• _Görev_:
Aşağıdaki kayıtların tümündeki satırları birebir aynı biçimde çıkarın. Resimleri cevaba almayın.

• _Çıkarılan Veriler_:
____________________
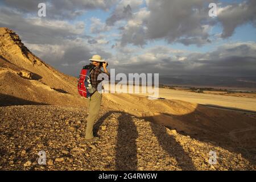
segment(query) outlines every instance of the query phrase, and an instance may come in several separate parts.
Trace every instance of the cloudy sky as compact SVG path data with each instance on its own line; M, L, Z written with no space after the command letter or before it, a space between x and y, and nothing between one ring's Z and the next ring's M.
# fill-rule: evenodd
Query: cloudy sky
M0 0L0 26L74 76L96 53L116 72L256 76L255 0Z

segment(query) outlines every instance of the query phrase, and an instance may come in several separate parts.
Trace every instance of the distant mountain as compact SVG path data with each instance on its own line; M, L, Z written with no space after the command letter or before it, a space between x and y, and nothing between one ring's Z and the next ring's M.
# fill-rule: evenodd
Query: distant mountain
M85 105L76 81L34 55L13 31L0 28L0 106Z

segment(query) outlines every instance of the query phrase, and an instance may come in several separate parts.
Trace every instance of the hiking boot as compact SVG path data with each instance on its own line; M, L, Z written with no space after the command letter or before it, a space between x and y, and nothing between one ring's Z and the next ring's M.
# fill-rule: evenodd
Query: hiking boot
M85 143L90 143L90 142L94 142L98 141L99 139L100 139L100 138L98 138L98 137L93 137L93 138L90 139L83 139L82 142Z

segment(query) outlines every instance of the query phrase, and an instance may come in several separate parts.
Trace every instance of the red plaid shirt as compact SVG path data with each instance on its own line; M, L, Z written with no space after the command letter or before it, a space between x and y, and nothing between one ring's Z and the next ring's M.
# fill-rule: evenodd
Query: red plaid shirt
____________________
• _Çözümlü Cevap_:
segment(query) outlines every instance of the query phrase, and an instance may come in several separate parts.
Trace every instance of the cloudy sky as compact SVG path data with each instance on its own line; M, L, Z written with no space after the command letter or before it, a space between x and y, and nothing between one ring's Z and the next ring's M.
# fill-rule: evenodd
Query: cloudy sky
M0 0L0 26L74 76L96 53L116 72L256 76L255 0Z

segment(query) outlines every instance of the query phrase, and an instance may come in several separate parts.
Trace every instance of the distant mountain as compact SVG path data with each instance on its own line; M, L, Z written with no space after the command letter or before it, a space between x and y, and nothing between one ring's Z and the next ring's M.
# fill-rule: evenodd
Query: distant mountain
M85 105L76 81L34 55L13 31L0 28L0 106Z

segment(query) outlines every instance of the query phrase, and an instance may come in several separate parts.
Trace every instance of the hiking boot as compact SVG path data with each instance on its own line; M, L, Z written with no space after the command letter or before it, a space between x and y, and nothing between one ring's Z and the next ring's M.
# fill-rule: evenodd
Query: hiking boot
M85 143L90 143L90 142L94 142L98 141L99 139L100 139L100 138L98 138L98 137L93 137L93 138L90 139L83 139L82 142Z

segment(query) outlines every instance of the query phrase, and an instance may come in several separate parts.
Trace every instance of the red plaid shirt as compact SVG path data with each instance on its own line; M, L, Z written with no space after the command letter or before it, a space between x and y, and nothing between one ring's Z and the next ring's M.
# fill-rule: evenodd
Query: red plaid shirt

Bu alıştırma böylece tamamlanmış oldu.